INPUT RECORDS -
########

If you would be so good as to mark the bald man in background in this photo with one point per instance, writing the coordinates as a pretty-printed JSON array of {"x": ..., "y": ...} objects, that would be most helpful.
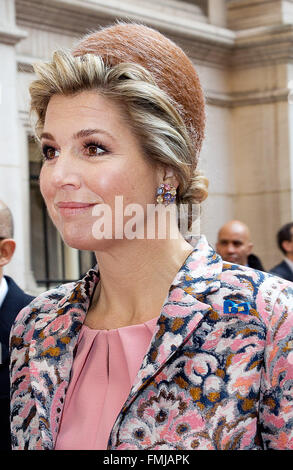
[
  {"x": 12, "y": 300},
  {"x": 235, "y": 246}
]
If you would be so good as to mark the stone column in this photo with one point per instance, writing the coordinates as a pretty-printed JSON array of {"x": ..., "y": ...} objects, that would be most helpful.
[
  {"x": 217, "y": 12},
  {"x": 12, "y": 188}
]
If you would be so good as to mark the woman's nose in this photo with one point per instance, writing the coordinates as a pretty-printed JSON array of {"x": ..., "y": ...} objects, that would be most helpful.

########

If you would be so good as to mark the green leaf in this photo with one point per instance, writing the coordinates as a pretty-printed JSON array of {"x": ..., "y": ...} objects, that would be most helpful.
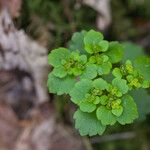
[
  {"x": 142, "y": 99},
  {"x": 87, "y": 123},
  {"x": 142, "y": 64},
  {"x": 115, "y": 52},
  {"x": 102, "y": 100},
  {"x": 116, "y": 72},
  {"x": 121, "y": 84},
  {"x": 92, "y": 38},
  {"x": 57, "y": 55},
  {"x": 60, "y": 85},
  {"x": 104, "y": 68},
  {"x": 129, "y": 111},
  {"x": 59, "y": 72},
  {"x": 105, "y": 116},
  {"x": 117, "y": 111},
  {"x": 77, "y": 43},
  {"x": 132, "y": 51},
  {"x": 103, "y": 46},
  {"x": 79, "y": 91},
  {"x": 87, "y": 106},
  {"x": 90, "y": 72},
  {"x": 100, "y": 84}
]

########

STATED GOAL -
Please select every line in the rows above that contains the word "nose", matching case exactly, and copy each such line in full.

PROBLEM SOLUTION -
If you would be so good as to mark the woman's nose in this photo with one point per instance, writing the coordinates as a pretty-printed JSON array of {"x": ..., "y": ...} objects, that would be most helpful.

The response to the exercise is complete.